# Set exercise:
Shift the coordinates in the material from the line with "Practice step: locate the sky" up to and including the line with "point(455, 93)". Rewrite every line of that stretch in full, adding 143 to each x and y coordinate in the answer points and leaving all other text unchanged.
━━━━━ Information supplied
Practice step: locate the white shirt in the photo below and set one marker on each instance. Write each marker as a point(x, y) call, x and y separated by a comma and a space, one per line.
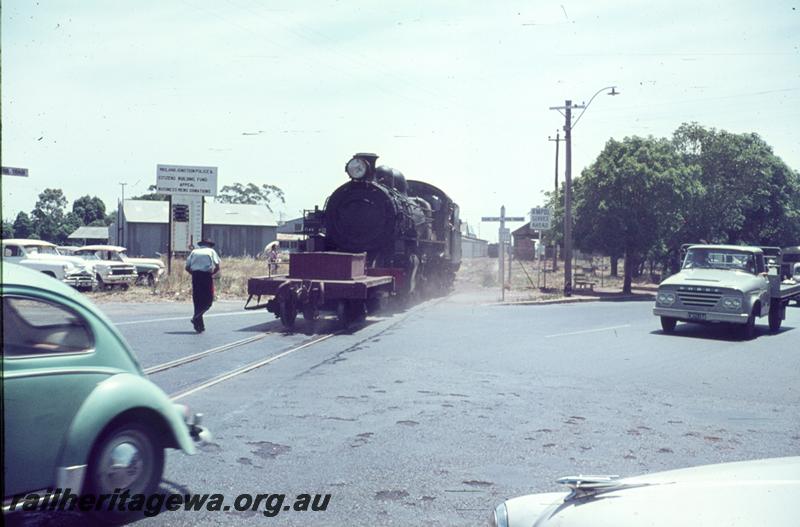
point(202, 259)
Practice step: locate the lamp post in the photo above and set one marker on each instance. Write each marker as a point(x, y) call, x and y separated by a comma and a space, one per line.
point(568, 127)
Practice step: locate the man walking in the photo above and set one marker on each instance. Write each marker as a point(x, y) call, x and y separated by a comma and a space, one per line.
point(202, 264)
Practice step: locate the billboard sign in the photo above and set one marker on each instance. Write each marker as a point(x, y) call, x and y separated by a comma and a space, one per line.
point(541, 217)
point(179, 179)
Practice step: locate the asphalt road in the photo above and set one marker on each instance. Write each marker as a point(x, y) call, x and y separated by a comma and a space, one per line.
point(434, 415)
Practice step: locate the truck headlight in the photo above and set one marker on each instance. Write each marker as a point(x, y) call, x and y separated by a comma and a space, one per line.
point(500, 516)
point(730, 302)
point(665, 298)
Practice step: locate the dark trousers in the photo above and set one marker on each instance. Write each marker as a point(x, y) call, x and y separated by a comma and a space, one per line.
point(202, 294)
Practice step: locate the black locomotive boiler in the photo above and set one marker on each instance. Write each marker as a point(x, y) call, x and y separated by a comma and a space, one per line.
point(379, 235)
point(408, 229)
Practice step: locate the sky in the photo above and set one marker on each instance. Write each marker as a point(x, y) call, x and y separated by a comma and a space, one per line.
point(455, 93)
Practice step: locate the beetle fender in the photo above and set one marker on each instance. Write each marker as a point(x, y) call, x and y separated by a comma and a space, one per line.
point(112, 397)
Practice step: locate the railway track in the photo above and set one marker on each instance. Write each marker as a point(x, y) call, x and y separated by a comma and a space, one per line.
point(231, 374)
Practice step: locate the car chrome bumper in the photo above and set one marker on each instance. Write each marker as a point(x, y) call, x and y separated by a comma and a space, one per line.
━━━━━━━━━━
# Written answer:
Practice step: locate the sky in the photo above and set one marker on each instance. Write each marker as a point(x, y) call, x and y separated by a comma and a space, one per line.
point(598, 236)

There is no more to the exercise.